Exercise details = For the records below, reproduce exactly the line that contains "Annotation task — locate each instance of the farm shed" and all subsequent lines, with nothing left out and nothing added.

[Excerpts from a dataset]
§

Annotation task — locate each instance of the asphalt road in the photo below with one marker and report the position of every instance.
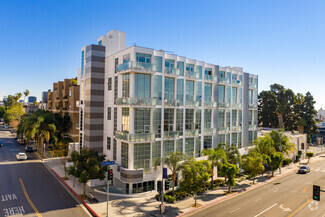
(28, 188)
(287, 196)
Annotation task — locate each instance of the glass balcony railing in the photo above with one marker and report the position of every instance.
(210, 104)
(224, 80)
(138, 137)
(192, 103)
(192, 74)
(211, 78)
(137, 101)
(236, 82)
(171, 134)
(223, 129)
(172, 71)
(236, 105)
(136, 66)
(172, 102)
(253, 85)
(236, 128)
(252, 127)
(191, 132)
(223, 105)
(253, 106)
(210, 131)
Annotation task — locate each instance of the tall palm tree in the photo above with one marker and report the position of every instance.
(215, 156)
(173, 163)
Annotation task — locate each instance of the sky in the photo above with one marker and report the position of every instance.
(280, 41)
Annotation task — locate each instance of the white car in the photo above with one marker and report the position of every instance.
(21, 156)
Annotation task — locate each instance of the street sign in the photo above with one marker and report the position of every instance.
(108, 163)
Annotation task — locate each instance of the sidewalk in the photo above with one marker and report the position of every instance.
(148, 206)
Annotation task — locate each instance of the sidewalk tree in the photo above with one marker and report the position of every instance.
(230, 170)
(276, 160)
(195, 176)
(253, 164)
(309, 155)
(216, 157)
(87, 166)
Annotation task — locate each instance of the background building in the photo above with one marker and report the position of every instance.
(139, 104)
(64, 99)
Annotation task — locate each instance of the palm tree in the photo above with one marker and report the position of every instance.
(215, 155)
(173, 163)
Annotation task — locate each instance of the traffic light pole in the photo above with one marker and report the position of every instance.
(107, 191)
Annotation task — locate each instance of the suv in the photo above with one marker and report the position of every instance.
(21, 156)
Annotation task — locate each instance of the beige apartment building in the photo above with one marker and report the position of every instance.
(64, 99)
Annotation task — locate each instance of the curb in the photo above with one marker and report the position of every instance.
(244, 190)
(93, 213)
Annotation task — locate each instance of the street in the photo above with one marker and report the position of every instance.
(28, 188)
(287, 196)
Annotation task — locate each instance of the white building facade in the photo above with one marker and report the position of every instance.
(139, 104)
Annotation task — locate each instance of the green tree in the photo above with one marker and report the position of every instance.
(253, 164)
(230, 170)
(87, 166)
(215, 156)
(309, 113)
(195, 176)
(276, 160)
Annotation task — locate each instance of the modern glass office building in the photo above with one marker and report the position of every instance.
(140, 104)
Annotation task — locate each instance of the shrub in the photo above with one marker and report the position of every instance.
(286, 161)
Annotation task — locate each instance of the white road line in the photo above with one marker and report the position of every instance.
(235, 210)
(266, 209)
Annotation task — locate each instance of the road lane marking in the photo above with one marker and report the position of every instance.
(266, 209)
(299, 208)
(235, 210)
(29, 200)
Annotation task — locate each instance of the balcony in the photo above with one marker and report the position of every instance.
(136, 66)
(223, 105)
(224, 80)
(172, 71)
(237, 82)
(236, 128)
(252, 127)
(192, 103)
(210, 131)
(223, 130)
(171, 134)
(210, 104)
(252, 85)
(252, 106)
(191, 132)
(172, 102)
(236, 105)
(194, 75)
(137, 101)
(211, 78)
(139, 137)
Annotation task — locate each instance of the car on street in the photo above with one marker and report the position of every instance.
(303, 169)
(21, 156)
(29, 149)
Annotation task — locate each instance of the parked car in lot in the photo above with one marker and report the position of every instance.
(304, 169)
(21, 156)
(29, 149)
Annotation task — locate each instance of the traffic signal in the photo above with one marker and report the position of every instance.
(110, 174)
(166, 185)
(316, 192)
(159, 186)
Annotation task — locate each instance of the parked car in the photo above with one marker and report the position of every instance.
(304, 169)
(21, 156)
(29, 149)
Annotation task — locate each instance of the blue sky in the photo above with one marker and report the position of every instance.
(281, 41)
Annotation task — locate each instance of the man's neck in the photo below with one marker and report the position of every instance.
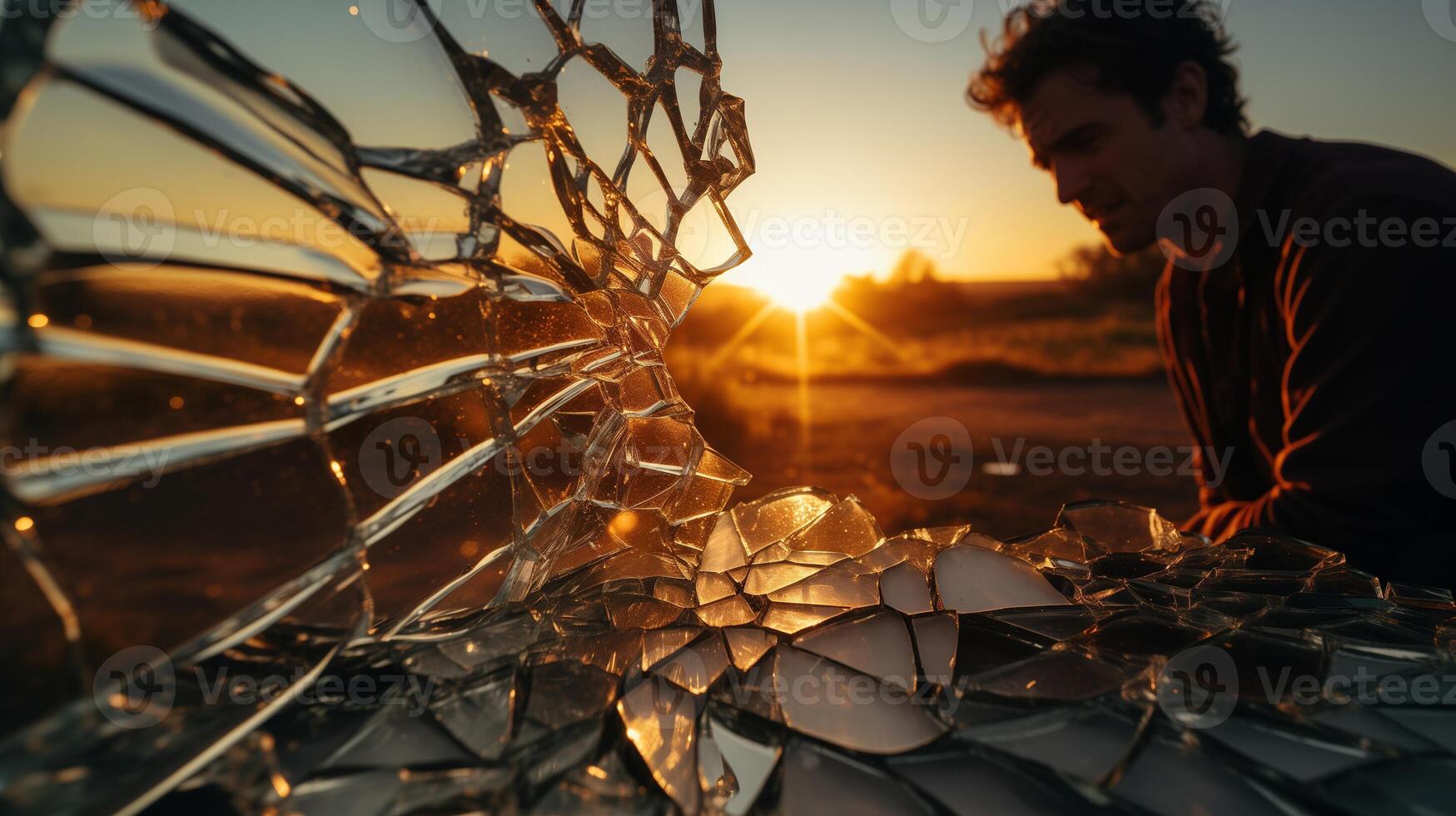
(1224, 165)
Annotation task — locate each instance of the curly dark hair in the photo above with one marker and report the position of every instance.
(1135, 46)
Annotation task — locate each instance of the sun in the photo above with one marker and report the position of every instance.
(798, 291)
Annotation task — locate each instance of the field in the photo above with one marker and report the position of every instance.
(1018, 379)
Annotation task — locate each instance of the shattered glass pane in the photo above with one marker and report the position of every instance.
(389, 505)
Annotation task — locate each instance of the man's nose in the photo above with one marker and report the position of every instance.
(1071, 181)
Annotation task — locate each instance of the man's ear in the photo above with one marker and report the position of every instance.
(1187, 99)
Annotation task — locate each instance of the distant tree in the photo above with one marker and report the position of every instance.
(1092, 270)
(915, 267)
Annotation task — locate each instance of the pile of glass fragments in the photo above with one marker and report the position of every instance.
(332, 351)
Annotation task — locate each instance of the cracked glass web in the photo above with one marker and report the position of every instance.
(345, 436)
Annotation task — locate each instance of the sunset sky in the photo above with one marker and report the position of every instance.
(862, 136)
(853, 118)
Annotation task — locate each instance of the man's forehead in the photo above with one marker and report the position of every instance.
(1061, 102)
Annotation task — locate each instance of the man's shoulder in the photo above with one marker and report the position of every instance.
(1334, 177)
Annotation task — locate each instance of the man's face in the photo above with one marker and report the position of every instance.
(1106, 157)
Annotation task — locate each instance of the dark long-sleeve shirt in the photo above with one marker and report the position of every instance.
(1327, 367)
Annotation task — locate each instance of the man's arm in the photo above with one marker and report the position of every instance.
(1374, 336)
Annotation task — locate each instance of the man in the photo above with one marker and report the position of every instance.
(1308, 320)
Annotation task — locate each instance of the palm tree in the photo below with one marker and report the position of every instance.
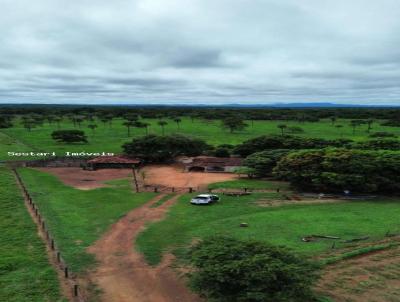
(93, 127)
(162, 124)
(282, 127)
(177, 120)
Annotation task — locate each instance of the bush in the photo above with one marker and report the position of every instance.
(262, 163)
(222, 152)
(269, 142)
(230, 270)
(156, 148)
(379, 144)
(383, 134)
(69, 136)
(342, 169)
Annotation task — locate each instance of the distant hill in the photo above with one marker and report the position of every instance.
(232, 105)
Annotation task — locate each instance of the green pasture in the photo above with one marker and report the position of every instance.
(284, 225)
(77, 218)
(252, 184)
(25, 273)
(110, 138)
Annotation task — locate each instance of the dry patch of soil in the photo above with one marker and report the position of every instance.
(86, 180)
(373, 277)
(175, 176)
(122, 274)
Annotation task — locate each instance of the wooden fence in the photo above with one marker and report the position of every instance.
(78, 294)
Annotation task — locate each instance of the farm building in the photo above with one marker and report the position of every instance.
(112, 162)
(213, 164)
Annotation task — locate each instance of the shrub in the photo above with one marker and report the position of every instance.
(383, 134)
(69, 136)
(379, 144)
(156, 148)
(230, 270)
(262, 163)
(269, 142)
(342, 169)
(222, 152)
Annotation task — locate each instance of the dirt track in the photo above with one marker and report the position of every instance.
(86, 180)
(122, 273)
(155, 175)
(174, 176)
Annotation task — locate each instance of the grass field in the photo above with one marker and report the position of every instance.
(77, 218)
(25, 273)
(110, 139)
(284, 225)
(255, 184)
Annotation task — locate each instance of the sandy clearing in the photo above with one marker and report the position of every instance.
(85, 180)
(373, 277)
(174, 176)
(122, 273)
(154, 175)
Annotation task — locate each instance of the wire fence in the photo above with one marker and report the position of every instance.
(77, 292)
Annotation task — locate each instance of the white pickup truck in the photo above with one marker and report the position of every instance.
(204, 199)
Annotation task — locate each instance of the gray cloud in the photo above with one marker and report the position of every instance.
(200, 51)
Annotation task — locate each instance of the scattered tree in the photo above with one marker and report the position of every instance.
(283, 128)
(231, 270)
(234, 123)
(162, 124)
(164, 148)
(93, 127)
(69, 136)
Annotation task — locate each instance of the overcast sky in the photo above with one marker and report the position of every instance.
(200, 51)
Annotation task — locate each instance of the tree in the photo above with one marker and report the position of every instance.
(93, 127)
(369, 123)
(58, 120)
(269, 142)
(5, 122)
(337, 170)
(69, 136)
(340, 127)
(378, 144)
(129, 125)
(283, 128)
(162, 124)
(295, 129)
(222, 152)
(177, 120)
(164, 148)
(234, 123)
(355, 123)
(139, 124)
(383, 134)
(231, 270)
(264, 162)
(28, 124)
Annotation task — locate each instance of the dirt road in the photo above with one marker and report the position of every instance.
(123, 275)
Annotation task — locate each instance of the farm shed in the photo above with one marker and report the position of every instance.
(112, 162)
(213, 164)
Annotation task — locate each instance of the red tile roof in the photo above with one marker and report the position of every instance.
(216, 161)
(114, 160)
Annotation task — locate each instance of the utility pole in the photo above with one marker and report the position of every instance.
(135, 179)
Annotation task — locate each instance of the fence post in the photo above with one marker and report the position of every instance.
(75, 290)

§

Answer section =
Annotation task — locate each instance of the farm shed in the photo above with one marker and report the position of every instance.
(112, 162)
(213, 164)
Annotation task — locate each instance of the red tile roof in the photo above with one marker and report the position of every instance.
(216, 161)
(114, 160)
Annotation task — locate each instance of the utility pole in the photo above with one marker and report the position of every instance.
(135, 179)
Annotation task — locate each instance of the fence post in the photo above with one marker and report the position of every instance.
(75, 290)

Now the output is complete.